-- Excerpt to read follows --

Graeme was born on the 6th February 1918 in Swansea, Wales. His family migrated to Sydney and this city is where he signed up on the 3rd March 1941. Like many thousands of other RAAF volunteers, he would have found himself part of the EATS (Empire Air training Scheme) and, via a circuitous sea route, back in his homeland.
Personnel records show him serving in 140 Squadron RAF from the 16th June 1941 until the 28th May 1943 where he would have flown reconnaissance aircraft deep into enemy territory. The hours that he logged flying Spitfires would have seen him as an asset with his move to 452 Squadron, a Squadron with a renowned reputation for tactical flying – the underlying factor in the destruction of nearly 70 enemy aircraft before the Squadron’s withdrawal from England to defend Northern Australia.
(Web Master: 140 Squadron was a photo reconnaissance squadron equipped with Supermarine Spitfire Is and Bristol Blenheims, both equipped with cameras. The Squadron flew photo reconnaissance sorties over northern France, using the Spitfire during the day and the Blenheim at night. It was later equipped with specialized photo-reconnaissance versions of the Spitfire.)

-- Excerpt to read concluded --
-- The data follows --

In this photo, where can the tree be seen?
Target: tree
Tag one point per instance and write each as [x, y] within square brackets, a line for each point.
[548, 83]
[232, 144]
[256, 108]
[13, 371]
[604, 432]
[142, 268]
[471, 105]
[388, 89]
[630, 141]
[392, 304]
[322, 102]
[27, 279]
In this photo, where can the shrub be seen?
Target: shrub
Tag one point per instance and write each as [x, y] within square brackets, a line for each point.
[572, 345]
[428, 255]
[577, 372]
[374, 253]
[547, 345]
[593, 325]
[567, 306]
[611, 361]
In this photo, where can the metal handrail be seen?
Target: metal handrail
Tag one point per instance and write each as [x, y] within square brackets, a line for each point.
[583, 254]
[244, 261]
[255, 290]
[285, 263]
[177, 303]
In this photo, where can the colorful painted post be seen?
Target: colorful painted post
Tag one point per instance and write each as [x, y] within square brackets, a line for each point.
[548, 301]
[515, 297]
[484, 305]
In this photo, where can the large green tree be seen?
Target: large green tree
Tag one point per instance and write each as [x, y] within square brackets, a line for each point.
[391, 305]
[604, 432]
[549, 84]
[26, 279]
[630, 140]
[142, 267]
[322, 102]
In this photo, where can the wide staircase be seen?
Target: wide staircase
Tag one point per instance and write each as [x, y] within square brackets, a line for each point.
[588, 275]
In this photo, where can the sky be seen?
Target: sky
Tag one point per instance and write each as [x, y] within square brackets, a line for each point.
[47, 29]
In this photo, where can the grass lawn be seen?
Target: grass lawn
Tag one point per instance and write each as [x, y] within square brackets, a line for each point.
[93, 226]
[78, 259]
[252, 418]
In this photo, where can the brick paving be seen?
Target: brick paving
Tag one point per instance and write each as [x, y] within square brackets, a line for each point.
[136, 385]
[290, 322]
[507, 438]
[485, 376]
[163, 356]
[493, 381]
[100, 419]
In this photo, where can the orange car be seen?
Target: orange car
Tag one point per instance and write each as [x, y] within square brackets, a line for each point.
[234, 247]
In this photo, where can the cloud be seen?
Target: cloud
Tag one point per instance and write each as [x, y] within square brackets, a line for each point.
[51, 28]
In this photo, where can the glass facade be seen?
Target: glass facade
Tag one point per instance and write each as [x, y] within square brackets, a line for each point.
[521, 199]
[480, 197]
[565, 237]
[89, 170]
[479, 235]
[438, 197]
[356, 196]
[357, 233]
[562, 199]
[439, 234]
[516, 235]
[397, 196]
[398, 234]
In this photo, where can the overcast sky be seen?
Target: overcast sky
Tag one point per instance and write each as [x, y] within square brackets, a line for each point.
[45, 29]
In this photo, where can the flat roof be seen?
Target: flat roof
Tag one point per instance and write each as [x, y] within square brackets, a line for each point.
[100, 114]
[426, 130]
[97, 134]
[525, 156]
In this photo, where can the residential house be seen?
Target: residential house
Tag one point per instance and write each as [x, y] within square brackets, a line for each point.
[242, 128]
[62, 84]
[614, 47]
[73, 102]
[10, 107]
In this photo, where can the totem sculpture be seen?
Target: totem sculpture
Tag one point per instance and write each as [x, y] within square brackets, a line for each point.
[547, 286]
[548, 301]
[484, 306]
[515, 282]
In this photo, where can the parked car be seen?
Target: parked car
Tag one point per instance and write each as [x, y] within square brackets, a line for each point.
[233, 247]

-- The data concluded --

* Work request 1
According to the passage about Graeme, in which city did he sign up on the 3rd March 1941?
* Work request 2
For each statement below, say whether it agrees with the passage about Graeme. Quote the exact words of the passage that decide it.
(a) Graeme was born in Swansea, Wales.
(b) 140 Squadron flew the Blenheim during the day.
(c) 452 Squadron was withdrawn from England to defend Northern Australia.
* Work request 3
Set down the passage about Graeme word for word, from "Graeme was born" up to and including "defend Northern Australia.".

* Exercise answer 1
Sydney.

* Exercise answer 2
(a) Yes: "Graeme was born on the 6th February 1918 in Swansea, Wales."
(b) No: "using the Spitfire during the day and the Blenheim at night"
(c) Yes: "before the Squadron’s withdrawal from England to defend Northern Australia"

* Exercise answer 3
Graeme was born on the 6th February 1918 in Swansea, Wales. His family migrated to Sydney and this city is where he signed up on the 3rd March 1941. Like many thousands of other RAAF volunteers, he would have found himself part of the EATS (Empire Air training Scheme) and, via a circuitous sea route, back in his homeland.
Personnel records show him serving in 140 Squadron RAF from the 16th June 1941 until the 28th May 1943 where he would have flown reconnaissance aircraft deep into enemy territory. The hours that he logged flying Spitfires would have seen him as an asset with his move to 452 Squadron, a Squadron with a renowned reputation for tactical flying – the underlying factor in the destruction of nearly 70 enemy aircraft before the Squadron’s withdrawal from England to defend Northern Australia.